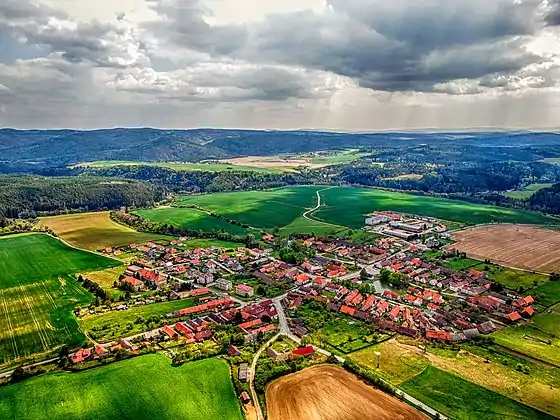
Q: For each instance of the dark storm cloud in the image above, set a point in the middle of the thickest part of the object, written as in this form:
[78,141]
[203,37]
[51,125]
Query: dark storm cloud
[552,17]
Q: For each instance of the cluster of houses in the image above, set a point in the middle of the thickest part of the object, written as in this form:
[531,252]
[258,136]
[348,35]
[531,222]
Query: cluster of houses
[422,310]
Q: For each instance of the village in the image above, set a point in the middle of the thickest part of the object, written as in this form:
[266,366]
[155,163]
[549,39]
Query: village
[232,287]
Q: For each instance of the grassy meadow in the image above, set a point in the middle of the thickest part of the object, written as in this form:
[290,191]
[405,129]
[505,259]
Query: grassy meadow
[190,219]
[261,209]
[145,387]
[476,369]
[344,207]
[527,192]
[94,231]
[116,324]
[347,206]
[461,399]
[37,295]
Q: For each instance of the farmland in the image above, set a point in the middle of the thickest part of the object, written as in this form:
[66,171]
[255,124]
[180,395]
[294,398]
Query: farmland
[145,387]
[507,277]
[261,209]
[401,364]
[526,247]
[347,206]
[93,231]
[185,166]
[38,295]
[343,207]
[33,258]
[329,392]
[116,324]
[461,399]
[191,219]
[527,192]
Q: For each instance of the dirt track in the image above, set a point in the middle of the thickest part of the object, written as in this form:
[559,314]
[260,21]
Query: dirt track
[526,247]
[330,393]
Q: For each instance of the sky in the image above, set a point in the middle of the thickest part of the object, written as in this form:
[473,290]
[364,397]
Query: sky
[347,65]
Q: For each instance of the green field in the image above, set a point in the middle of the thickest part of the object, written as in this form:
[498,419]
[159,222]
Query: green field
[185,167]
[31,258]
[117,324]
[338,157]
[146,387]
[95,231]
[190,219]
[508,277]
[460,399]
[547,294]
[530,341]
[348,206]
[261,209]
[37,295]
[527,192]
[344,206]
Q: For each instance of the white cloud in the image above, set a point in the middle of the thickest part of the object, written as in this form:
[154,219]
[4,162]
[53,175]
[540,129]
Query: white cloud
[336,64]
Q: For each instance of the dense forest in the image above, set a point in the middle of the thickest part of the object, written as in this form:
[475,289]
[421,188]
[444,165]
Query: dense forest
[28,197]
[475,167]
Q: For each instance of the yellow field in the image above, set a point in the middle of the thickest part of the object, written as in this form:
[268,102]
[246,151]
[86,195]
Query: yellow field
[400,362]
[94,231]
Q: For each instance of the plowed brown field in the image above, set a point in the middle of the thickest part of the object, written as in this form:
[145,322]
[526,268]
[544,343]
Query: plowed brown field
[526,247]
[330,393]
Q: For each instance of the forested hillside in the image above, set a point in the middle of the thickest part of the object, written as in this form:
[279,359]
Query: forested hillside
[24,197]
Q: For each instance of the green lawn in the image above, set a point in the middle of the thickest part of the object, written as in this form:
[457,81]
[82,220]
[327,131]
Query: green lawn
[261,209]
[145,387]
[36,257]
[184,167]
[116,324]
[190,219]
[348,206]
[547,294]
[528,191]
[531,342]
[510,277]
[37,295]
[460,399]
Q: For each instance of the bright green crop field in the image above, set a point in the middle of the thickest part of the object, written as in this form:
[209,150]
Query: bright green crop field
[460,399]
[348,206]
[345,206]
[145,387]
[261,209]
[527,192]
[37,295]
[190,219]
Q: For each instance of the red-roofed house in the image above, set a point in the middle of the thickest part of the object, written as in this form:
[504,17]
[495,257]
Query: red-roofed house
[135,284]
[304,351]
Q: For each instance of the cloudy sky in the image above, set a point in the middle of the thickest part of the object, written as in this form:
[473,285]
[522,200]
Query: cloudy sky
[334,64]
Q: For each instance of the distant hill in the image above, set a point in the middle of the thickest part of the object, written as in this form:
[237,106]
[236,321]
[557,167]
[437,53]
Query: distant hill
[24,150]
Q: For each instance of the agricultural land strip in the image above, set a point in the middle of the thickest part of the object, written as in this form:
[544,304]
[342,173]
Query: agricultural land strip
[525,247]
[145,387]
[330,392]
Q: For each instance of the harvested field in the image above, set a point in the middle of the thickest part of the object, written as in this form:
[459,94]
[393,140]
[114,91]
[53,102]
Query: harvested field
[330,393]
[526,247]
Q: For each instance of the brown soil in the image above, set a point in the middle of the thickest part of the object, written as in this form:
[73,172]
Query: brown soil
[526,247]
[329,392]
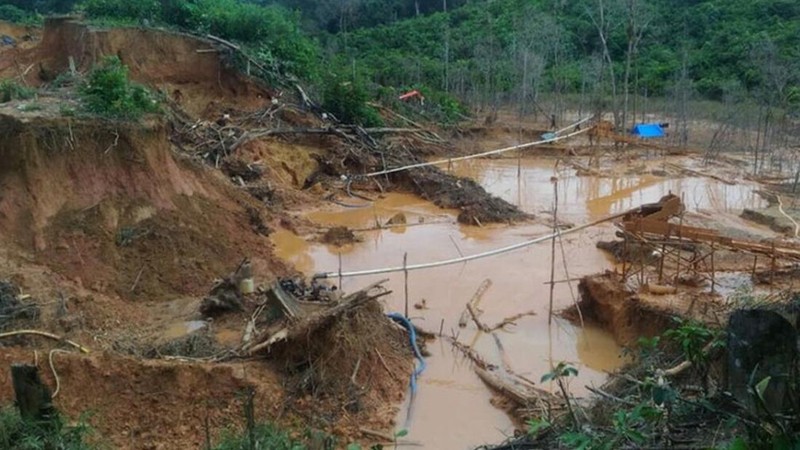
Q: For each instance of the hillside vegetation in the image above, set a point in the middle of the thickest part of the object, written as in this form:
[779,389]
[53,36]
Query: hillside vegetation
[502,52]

^^^^^^^^

Copy out every line of the records above word for word, omitting the pictures.

◆ Response below:
Q: For each instance of the dark storm cloud in the image above, set a point in the middle of the thickest part of the object, written as in this form:
[78,141]
[203,37]
[51,125]
Query: dark storm cloud
[552,17]
Q: For each instance of the cluster of houses in the image above, set a point in the middle of the thickest part of the object, written as in this form:
[531,252]
[258,136]
[348,35]
[531,222]
Query: cluster of houses
[422,310]
Q: For each instance of the village in the image above, set a point in the middle of the thickest part of the object, written as in this form:
[266,366]
[155,163]
[549,39]
Query: village
[232,287]
Q: For each instance of the grassy meadow in the image above, set a point in the middle of the thickest part of the object, written as in this form:
[290,191]
[405,129]
[505,259]
Query: grassy meadow
[190,219]
[261,209]
[145,387]
[476,369]
[344,207]
[527,192]
[94,231]
[116,324]
[347,206]
[461,399]
[37,295]
Q: For each instance of the farmland in the image above, set a point in the middle of the thickest part of the object, written as in this form:
[66,171]
[255,124]
[180,395]
[294,398]
Query: farmland
[145,387]
[507,277]
[261,209]
[401,364]
[526,247]
[347,206]
[93,231]
[185,166]
[38,295]
[343,207]
[33,258]
[329,392]
[116,324]
[461,399]
[191,219]
[527,192]
Q: For each instance of the dirt track in the image above, set a point in the middle of the thickest part of the object, written as in this form:
[559,314]
[260,21]
Query: dirt track
[526,247]
[330,393]
Q: For each instance of the sky in the image above, set a point in the middle of the thickest part of the object, written as in this form:
[473,290]
[364,397]
Query: sky
[347,65]
Q: For each instance of the green field in the image above, set a point in the middle of the thickest part of the object, written as in this form:
[498,419]
[159,222]
Query: green field
[185,167]
[31,258]
[117,324]
[338,157]
[146,387]
[95,231]
[190,219]
[508,277]
[460,399]
[547,294]
[530,341]
[348,206]
[261,209]
[37,295]
[527,192]
[344,206]
Q: For each instance of the white cloud in the image above, set a point in the middle of the thickest part of the object, written as in this form:
[154,219]
[4,162]
[53,175]
[540,129]
Query: white cloud
[336,64]
Q: For each instance of the dense forest in the image above, set a point in the middle of the thickest part of the object, written as in this form:
[475,289]
[421,188]
[444,165]
Query: dense forest
[28,197]
[475,167]
Q: For each instance of the yellow field in the image above, set a point in the middle of the thickest part of the object, written as in this form:
[268,102]
[246,151]
[86,195]
Query: yellow field
[400,362]
[94,231]
Q: For each instance of the plowed brown field in the image above, set a point in the middle of the thickest part of the object, written as in this form:
[145,322]
[526,268]
[544,343]
Query: plowed brown field
[526,247]
[330,393]
Q: For each instance of the forested hillside in the image above, set a point in the middle of the thickest part of the object, written as in this form:
[279,359]
Query: forested hillside
[24,197]
Q: For each instance of the green lawn in the image above, set a point in the middle of the thickest part of the object, written as in this form:
[457,81]
[82,220]
[327,131]
Query: green lawn
[261,209]
[145,387]
[36,257]
[184,167]
[116,324]
[190,219]
[348,206]
[547,294]
[528,191]
[531,342]
[510,277]
[37,295]
[460,399]
Q: For each instance of the bright green crop field in the image above, set a point in the middle of the thickest part of the object, written as in this form:
[209,150]
Query: bright green crop field
[460,399]
[348,206]
[345,206]
[145,387]
[261,209]
[527,192]
[37,295]
[190,219]
Q: For each instance of the red-roofed house in the image above, set a point in the middle of the thickest part of the object, written as in this form:
[504,17]
[495,257]
Query: red-roofed house
[135,284]
[304,351]
Q: For each instance of the cloudy sky in the image above, set a point in the middle of the thickest part of the object, written as in this form:
[473,285]
[522,200]
Query: cloudy sky
[334,64]
Q: For each instance of the distant hill in the image above, set a point in the middle of the thickest part of the object, written as in this form:
[237,106]
[236,321]
[557,167]
[437,53]
Query: distant hill
[24,150]
Q: For each instance of the agricultural land strip in the image above, set a point in the middle of the thickest part of the object, written as in this form:
[544,304]
[342,173]
Query: agricultural land strip
[525,247]
[145,387]
[330,392]
Q: For each instance of the harvested field in the image above, set a point in the middle of the thickest part of the object, written as in this form:
[459,94]
[393,140]
[114,91]
[53,102]
Query: harvested field
[330,393]
[526,247]
Q: For each instance of the brown soil in the image above, set a point in the middle of the thickest part of the object, written as in this form:
[73,172]
Query: brown soil
[526,247]
[329,392]
Q: For each instance of the hillside vegetation in the image above, set a point in the middle of the thickest part of the object, written as in this form:
[779,389]
[53,36]
Query: hillside vegetation
[502,52]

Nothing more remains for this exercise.